Dataset content:
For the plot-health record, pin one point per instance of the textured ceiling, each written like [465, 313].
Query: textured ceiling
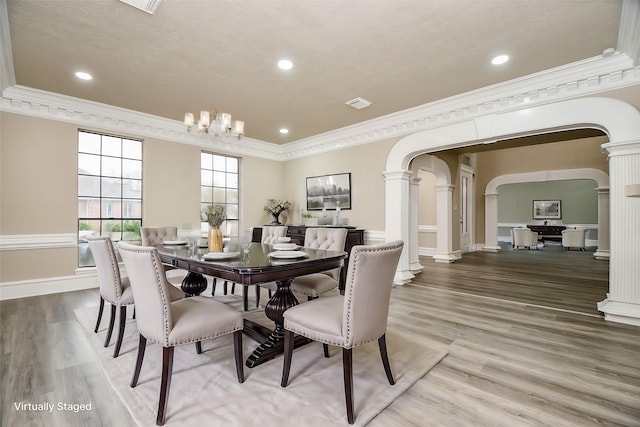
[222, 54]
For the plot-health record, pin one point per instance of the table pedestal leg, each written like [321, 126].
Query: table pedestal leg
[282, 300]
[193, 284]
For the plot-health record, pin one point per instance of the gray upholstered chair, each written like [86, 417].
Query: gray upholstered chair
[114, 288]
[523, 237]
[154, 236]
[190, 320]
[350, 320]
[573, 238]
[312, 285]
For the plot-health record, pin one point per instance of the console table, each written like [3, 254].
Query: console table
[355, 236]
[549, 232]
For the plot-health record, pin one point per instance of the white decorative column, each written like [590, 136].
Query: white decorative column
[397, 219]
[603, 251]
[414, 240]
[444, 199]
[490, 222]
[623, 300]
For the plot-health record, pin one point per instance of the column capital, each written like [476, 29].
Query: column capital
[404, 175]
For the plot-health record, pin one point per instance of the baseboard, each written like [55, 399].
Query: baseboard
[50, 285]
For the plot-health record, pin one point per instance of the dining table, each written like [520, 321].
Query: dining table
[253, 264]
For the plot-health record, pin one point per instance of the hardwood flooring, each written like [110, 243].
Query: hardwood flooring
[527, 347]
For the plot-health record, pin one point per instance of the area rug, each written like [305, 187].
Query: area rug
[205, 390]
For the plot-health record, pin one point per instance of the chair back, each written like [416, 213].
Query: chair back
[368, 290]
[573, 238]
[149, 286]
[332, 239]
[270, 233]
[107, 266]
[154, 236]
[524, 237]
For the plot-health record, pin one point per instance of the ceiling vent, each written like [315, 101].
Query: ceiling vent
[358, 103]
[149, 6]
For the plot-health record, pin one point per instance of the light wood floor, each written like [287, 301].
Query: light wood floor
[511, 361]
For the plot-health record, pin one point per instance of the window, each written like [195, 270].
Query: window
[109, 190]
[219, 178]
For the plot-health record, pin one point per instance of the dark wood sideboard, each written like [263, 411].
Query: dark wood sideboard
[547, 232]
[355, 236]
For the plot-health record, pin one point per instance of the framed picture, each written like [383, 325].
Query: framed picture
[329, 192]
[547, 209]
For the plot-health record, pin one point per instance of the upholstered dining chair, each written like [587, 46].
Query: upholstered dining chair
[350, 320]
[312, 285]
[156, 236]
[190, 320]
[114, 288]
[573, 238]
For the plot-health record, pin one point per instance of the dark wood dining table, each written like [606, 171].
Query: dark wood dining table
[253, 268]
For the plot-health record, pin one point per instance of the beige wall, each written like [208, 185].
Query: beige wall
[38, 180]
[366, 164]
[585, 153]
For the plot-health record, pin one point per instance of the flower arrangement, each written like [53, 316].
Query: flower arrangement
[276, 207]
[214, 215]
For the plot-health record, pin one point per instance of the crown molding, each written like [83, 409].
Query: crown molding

* * *

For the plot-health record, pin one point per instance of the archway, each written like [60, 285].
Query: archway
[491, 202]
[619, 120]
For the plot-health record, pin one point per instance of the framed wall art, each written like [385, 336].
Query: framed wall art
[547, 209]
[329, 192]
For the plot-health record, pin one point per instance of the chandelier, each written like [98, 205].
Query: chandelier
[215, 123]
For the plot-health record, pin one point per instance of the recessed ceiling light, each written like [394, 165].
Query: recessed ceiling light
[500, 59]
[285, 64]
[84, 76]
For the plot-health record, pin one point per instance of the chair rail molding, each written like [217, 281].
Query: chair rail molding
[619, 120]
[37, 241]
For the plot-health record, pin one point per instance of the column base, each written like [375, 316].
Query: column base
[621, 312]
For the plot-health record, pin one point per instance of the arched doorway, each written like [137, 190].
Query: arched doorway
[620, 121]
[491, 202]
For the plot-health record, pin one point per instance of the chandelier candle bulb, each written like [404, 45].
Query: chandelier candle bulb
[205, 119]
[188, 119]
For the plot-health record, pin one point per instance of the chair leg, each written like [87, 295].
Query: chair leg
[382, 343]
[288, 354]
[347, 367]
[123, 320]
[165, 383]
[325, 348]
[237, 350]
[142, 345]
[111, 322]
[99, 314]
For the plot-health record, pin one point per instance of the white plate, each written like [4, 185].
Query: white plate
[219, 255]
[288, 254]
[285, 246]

...

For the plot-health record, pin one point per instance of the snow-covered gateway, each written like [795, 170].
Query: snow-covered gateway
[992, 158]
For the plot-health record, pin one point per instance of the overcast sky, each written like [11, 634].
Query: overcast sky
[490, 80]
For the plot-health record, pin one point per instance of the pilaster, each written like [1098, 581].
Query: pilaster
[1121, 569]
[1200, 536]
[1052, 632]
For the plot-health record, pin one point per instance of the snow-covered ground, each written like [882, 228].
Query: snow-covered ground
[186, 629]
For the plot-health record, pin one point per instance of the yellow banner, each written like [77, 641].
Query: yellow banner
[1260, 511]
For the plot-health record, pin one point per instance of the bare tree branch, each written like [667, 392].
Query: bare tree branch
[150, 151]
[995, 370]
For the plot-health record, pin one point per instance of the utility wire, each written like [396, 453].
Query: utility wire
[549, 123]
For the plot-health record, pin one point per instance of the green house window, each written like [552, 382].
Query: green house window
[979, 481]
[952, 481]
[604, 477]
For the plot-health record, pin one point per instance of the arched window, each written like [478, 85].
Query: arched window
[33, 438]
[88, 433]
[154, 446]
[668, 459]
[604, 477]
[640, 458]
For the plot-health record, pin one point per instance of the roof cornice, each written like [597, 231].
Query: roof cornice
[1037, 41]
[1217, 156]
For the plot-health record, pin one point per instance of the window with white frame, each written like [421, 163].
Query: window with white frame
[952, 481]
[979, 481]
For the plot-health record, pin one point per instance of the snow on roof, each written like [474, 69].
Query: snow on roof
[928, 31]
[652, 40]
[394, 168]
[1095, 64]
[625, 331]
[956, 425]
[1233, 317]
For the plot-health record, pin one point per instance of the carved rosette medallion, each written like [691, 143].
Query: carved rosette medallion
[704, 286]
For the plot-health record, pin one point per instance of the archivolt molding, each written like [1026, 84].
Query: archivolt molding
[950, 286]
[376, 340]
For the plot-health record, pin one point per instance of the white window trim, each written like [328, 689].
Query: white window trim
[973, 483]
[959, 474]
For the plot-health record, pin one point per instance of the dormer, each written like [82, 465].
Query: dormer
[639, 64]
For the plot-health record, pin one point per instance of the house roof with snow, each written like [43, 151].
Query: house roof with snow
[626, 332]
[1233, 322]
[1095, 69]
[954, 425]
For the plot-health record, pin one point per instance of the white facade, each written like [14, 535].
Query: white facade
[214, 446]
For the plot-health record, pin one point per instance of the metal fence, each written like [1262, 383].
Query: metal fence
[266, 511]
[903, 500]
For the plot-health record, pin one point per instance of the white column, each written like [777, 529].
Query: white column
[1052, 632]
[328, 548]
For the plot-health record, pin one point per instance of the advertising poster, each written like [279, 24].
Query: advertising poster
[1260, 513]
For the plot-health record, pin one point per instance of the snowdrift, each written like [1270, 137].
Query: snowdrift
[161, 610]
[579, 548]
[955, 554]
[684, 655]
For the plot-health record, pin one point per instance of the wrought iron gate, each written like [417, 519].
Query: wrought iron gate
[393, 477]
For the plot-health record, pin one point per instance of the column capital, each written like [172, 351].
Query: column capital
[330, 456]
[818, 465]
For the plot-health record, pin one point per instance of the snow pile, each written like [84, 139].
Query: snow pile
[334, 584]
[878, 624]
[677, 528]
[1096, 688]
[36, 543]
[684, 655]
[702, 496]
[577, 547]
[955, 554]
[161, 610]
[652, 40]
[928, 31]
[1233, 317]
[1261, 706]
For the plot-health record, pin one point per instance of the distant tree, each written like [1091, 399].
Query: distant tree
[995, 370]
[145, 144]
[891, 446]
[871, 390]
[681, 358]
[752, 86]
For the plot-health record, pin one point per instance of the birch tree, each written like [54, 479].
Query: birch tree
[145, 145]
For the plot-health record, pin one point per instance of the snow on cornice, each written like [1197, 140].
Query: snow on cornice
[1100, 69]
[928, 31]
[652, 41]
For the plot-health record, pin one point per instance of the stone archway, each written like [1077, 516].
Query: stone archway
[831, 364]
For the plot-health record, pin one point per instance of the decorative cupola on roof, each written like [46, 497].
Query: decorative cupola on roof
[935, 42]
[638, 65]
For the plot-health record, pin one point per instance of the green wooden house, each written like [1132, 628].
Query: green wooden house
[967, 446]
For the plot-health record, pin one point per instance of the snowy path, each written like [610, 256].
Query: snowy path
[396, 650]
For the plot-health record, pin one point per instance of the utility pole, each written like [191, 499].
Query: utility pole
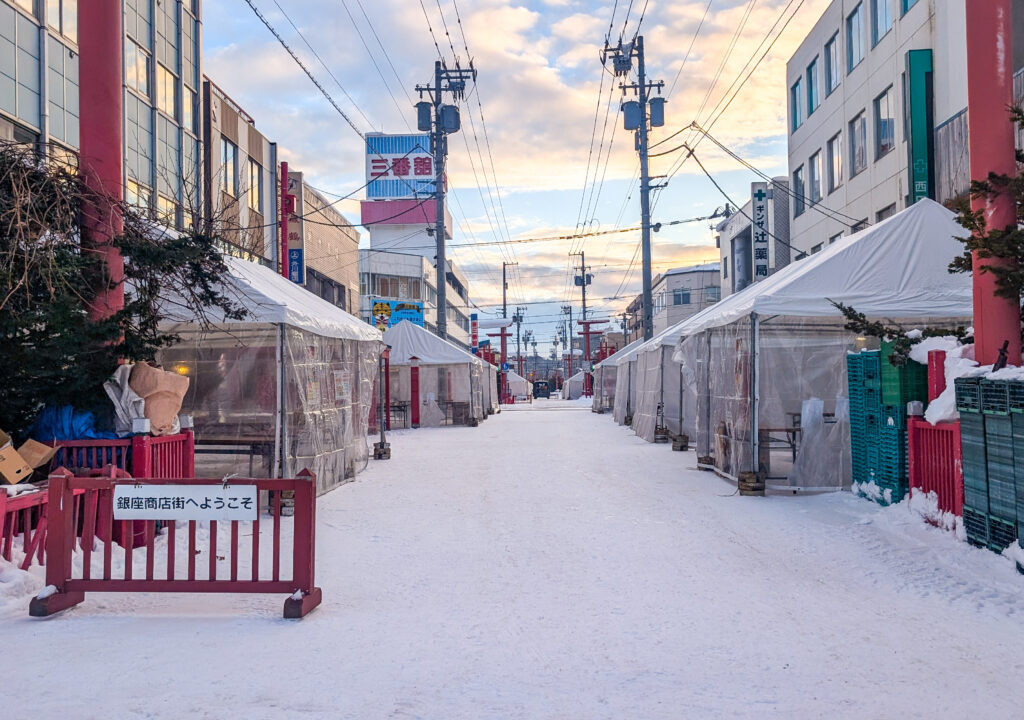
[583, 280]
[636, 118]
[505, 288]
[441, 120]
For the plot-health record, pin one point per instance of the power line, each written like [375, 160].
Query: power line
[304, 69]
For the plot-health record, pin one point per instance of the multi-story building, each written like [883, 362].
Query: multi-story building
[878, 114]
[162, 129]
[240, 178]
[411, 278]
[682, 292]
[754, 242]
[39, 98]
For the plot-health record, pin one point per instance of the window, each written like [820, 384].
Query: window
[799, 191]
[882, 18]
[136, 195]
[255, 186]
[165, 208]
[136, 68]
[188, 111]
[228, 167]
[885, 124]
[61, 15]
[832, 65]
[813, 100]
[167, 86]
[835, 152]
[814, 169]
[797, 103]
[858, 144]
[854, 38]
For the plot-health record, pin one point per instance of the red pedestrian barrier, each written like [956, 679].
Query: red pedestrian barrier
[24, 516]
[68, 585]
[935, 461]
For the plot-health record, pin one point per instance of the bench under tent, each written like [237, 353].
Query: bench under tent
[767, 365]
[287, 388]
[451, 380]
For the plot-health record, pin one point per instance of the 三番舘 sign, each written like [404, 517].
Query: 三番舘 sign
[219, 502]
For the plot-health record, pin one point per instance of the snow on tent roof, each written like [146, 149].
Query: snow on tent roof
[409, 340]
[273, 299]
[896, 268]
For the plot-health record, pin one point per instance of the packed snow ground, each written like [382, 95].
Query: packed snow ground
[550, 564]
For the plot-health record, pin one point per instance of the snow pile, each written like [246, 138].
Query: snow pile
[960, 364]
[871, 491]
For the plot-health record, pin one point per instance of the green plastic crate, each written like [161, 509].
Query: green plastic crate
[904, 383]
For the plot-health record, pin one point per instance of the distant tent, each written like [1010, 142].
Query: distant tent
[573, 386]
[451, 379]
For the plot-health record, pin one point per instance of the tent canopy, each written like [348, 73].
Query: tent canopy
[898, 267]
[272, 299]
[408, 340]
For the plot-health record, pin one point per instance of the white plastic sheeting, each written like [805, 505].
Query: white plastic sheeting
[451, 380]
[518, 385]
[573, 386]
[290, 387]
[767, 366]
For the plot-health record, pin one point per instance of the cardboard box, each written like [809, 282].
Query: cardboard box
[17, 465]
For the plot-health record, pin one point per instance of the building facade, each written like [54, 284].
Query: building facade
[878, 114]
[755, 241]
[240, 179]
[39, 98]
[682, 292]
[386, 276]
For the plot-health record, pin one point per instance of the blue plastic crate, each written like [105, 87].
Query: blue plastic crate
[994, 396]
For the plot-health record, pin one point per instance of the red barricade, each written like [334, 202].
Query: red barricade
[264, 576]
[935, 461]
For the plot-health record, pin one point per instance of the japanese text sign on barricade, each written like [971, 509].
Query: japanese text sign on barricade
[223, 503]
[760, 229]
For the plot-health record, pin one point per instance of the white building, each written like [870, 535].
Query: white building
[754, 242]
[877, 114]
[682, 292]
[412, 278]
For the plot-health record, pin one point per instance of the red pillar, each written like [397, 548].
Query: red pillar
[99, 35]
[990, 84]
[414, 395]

Written task: Gather every line in the items above that contains the string "doorway", and copy each one in full.

Correct output:
For the plot-health record, pin one point per instance of the arched doorway, each written like [137, 190].
Query: arched doorway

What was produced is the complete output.